## begin Article

Tuesday 28 March 2017

My edumacation wern’t to good.

“Ya i have the seats to took them off so I wouldn't loose them on their way to there new home in my attic for restore”

Okay, I know I’m a pedant when it comes to basic grammar, spelling, and punctuation but recently it seems that the race to the bottom is accelerating. Either that or internet bloggers and commenters have, of recent, become emulators of James Joyce’s Ulysses in style and structure. Then again, perhaps not; Joyce could at least spell. (Modern variant: “Joyce cud at leest spel.”)

I can appreciate that English can be difficult for newcomers to learn and master, but when your name is Joe Smith and you hail from Pittsburgh (or Tampa, or Toronto), I expect it’s your first language that you are butchering, not your second.

## end Article

Tasks and exercises →
1. In the post on grammar, which novel might bloggers and commenters be emulating in style and structure?
2. Filter the records down to every line that contains the word "white", matching case.

## begin Extracted information

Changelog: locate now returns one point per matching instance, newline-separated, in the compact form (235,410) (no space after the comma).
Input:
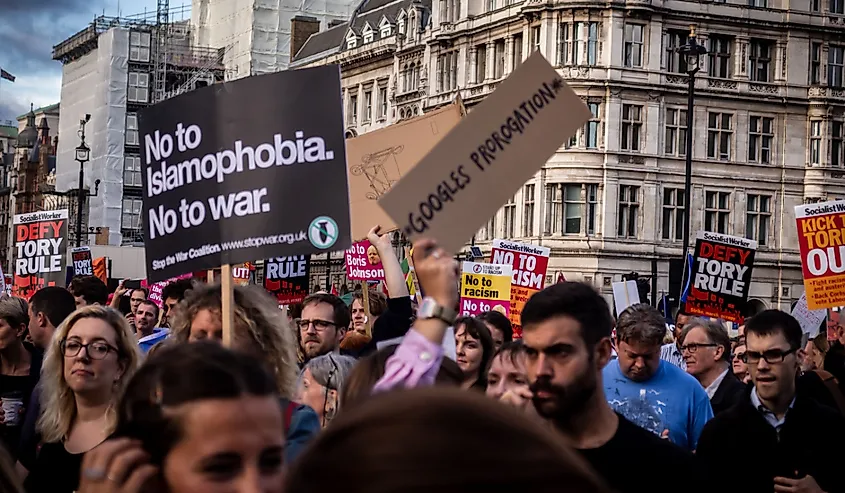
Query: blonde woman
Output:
(261,330)
(87,365)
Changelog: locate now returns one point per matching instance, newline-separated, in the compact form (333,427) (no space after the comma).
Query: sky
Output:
(28,31)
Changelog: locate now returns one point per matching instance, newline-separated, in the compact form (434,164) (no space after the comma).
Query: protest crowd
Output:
(429,375)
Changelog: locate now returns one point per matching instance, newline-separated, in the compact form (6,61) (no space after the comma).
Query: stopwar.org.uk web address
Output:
(214,248)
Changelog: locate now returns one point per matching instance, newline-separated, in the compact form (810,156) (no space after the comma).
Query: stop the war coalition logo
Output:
(721,276)
(253,169)
(40,251)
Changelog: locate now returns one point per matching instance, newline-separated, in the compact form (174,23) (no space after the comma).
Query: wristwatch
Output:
(429,308)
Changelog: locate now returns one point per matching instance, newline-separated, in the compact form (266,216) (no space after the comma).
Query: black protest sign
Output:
(40,251)
(83,261)
(287,278)
(721,276)
(482,162)
(248,169)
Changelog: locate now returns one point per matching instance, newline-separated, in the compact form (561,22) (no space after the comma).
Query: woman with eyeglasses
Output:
(88,363)
(321,383)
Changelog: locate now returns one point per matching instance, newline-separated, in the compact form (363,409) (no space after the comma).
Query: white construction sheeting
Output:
(258,31)
(96,84)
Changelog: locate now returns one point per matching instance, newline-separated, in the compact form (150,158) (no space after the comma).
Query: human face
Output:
(469,351)
(145,318)
(84,374)
(359,317)
(680,321)
(699,352)
(563,372)
(508,374)
(39,329)
(227,445)
(813,358)
(739,367)
(317,331)
(314,395)
(136,298)
(10,336)
(775,382)
(498,336)
(208,325)
(638,361)
(373,256)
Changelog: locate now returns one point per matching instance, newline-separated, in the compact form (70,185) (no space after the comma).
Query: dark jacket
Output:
(803,446)
(730,392)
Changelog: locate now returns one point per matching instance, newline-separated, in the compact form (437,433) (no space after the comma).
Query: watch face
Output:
(426,309)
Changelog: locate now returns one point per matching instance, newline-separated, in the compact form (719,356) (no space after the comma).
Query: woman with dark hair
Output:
(475,349)
(438,439)
(195,418)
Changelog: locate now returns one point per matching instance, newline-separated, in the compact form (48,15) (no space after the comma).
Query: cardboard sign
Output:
(721,276)
(287,278)
(83,262)
(381,158)
(248,169)
(529,264)
(625,294)
(810,320)
(822,246)
(475,169)
(40,251)
(485,287)
(363,262)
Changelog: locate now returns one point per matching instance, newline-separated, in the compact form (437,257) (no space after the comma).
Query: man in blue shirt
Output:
(650,392)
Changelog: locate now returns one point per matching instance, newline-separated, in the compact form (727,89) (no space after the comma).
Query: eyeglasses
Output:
(693,347)
(772,356)
(319,325)
(94,350)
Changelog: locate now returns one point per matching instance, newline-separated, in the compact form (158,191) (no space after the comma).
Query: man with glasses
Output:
(706,348)
(790,442)
(653,393)
(322,326)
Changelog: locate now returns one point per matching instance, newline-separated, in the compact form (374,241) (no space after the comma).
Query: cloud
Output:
(29,29)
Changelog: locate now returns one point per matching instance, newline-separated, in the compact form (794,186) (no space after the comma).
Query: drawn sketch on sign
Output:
(373,167)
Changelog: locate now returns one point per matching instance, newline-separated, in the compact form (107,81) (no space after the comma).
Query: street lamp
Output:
(692,53)
(83,155)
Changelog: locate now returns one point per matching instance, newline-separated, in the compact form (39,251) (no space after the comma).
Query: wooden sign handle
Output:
(368,325)
(227,304)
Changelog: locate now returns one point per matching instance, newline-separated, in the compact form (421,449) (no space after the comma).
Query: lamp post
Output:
(692,53)
(83,155)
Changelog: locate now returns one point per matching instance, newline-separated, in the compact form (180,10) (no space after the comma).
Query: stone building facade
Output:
(769,119)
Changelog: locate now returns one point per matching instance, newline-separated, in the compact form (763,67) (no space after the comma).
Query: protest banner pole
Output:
(227,301)
(366,297)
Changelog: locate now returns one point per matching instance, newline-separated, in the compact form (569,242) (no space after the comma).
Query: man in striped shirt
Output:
(671,353)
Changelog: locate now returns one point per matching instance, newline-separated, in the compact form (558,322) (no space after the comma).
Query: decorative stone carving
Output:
(722,84)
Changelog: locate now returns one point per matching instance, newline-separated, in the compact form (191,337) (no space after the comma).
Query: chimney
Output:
(301,28)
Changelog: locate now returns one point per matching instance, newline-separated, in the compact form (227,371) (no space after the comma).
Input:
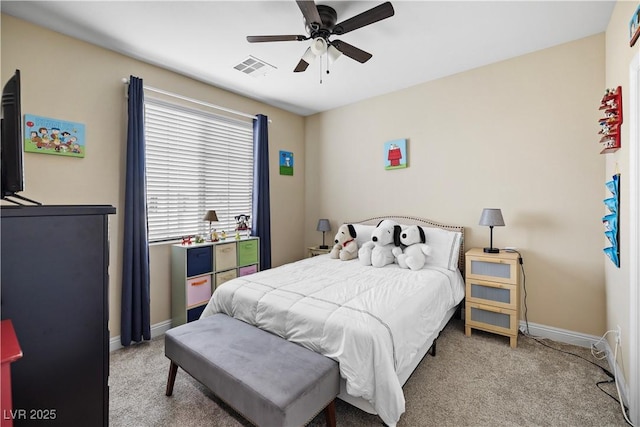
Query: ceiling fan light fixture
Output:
(319,46)
(308,56)
(333,54)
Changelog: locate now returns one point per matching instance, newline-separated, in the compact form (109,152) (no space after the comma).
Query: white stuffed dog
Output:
(345,247)
(378,251)
(415,254)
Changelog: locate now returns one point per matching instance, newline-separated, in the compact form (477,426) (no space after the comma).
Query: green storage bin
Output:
(248,252)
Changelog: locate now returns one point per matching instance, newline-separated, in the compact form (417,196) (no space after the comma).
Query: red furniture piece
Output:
(10,352)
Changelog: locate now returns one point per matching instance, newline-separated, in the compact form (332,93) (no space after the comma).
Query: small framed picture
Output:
(634,27)
(395,154)
(286,163)
(53,136)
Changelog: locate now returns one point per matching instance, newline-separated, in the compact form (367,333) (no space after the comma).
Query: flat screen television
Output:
(12,176)
(11,146)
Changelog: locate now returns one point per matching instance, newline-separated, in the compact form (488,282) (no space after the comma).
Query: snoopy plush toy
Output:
(415,254)
(345,247)
(378,251)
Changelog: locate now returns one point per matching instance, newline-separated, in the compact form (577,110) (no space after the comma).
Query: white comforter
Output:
(371,320)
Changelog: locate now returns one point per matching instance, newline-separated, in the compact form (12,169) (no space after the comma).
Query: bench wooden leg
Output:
(330,414)
(173,370)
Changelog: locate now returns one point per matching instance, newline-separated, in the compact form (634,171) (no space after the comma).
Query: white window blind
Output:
(195,161)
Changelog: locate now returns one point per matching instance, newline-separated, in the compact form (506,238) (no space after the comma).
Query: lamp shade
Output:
(491,217)
(323,225)
(210,216)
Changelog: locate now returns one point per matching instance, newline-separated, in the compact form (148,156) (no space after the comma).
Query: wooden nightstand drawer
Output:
(495,268)
(491,319)
(497,294)
(198,290)
(247,252)
(492,292)
(225,256)
(225,276)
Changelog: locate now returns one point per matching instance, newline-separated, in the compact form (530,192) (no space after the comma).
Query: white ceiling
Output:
(423,41)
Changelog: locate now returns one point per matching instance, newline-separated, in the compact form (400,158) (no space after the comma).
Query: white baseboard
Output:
(582,340)
(560,335)
(156,330)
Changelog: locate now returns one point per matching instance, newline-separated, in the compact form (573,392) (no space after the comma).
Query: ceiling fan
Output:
(320,23)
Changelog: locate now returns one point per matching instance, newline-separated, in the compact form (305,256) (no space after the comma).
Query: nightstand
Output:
(492,293)
(315,250)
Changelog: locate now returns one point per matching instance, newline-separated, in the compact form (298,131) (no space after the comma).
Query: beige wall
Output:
(520,135)
(68,79)
(618,58)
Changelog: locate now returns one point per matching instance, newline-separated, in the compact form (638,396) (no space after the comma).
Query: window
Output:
(195,161)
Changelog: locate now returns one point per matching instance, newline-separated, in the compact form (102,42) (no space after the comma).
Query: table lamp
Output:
(492,218)
(323,225)
(210,216)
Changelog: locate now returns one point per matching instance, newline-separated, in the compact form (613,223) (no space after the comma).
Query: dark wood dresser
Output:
(54,270)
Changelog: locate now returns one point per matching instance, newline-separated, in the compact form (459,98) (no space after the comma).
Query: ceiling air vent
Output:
(254,67)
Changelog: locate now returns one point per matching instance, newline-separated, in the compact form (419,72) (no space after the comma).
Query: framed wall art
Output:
(395,154)
(634,27)
(53,136)
(286,163)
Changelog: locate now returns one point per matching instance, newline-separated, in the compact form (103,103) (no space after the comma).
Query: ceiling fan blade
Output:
(378,13)
(258,39)
(352,51)
(309,11)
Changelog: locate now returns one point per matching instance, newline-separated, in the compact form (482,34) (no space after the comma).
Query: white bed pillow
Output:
(445,247)
(363,233)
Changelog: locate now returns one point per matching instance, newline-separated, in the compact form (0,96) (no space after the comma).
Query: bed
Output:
(378,323)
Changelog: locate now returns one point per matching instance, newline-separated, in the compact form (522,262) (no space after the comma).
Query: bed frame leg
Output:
(173,370)
(330,414)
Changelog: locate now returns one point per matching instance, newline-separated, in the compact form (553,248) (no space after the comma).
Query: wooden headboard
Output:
(411,220)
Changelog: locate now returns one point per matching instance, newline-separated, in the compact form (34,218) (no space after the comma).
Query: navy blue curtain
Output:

## end Extracted information

Answers below →
1. James Joyce's Ulysses.

2.
Query: white construction sheeting
Query: white stuffed dog
Query: white comforter
Query: white window blind
Query: white ceiling
Query: white baseboard
Query: white bed pillow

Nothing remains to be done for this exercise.